§ What you need to do: When a line of the entries contains "rough", please list that line.

[Records from a data collection]

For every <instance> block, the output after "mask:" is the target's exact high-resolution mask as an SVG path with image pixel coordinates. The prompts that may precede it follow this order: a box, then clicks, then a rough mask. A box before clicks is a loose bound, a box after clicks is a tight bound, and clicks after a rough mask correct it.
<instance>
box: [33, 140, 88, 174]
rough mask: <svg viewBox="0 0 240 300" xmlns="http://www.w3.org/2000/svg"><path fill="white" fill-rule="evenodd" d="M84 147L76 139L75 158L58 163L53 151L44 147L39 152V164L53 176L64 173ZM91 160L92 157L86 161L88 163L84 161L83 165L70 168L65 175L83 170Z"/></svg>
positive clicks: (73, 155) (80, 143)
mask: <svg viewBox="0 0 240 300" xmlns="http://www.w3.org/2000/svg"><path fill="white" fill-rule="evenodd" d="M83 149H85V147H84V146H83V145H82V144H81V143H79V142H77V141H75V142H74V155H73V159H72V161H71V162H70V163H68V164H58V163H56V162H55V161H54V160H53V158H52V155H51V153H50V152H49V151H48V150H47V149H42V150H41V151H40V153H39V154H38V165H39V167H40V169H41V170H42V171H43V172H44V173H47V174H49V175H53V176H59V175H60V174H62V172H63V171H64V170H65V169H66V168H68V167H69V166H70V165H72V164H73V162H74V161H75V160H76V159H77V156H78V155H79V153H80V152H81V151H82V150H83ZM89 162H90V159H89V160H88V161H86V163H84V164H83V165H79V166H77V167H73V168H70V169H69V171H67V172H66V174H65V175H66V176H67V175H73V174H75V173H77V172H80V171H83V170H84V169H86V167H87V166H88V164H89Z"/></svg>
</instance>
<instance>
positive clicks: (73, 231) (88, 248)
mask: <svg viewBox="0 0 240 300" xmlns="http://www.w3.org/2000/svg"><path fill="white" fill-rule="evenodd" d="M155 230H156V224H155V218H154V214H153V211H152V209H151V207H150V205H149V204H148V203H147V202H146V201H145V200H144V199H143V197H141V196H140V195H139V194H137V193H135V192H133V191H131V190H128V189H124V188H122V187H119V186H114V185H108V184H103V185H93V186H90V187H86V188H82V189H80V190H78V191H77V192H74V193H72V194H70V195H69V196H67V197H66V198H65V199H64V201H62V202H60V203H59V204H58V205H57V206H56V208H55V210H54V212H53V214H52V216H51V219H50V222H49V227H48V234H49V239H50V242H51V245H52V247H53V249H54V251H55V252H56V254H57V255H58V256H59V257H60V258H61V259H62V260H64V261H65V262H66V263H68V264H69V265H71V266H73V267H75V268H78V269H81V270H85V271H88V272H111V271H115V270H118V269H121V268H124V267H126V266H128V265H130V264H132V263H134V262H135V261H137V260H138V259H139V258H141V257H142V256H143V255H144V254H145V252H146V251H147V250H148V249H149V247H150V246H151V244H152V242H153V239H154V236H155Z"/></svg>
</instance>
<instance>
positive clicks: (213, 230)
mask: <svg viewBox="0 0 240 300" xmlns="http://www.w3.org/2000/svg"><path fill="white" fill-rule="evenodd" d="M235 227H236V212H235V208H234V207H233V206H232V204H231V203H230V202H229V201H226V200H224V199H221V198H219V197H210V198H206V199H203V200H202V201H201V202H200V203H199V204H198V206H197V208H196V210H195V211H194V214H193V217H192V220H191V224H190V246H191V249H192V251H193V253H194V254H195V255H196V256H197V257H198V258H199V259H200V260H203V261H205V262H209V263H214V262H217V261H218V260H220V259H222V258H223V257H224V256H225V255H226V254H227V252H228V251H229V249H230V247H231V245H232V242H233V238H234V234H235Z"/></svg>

§ Response below:
For every <instance> block, the output after "mask:" is the target's exact high-resolution mask as an SVG path with image pixel coordinates. The prompts that may precede it follow this order: a box, then clicks, then a rough mask. A box before clicks is a loose bound, a box after clicks is a tight bound, and clicks after a rough mask correct it.
rough mask: <svg viewBox="0 0 240 300" xmlns="http://www.w3.org/2000/svg"><path fill="white" fill-rule="evenodd" d="M84 147L76 139L75 158L58 163L53 151L44 147L39 152V164L53 176L64 173ZM91 160L92 157L86 161L88 163L84 161L83 165L70 168L65 175L83 170Z"/></svg>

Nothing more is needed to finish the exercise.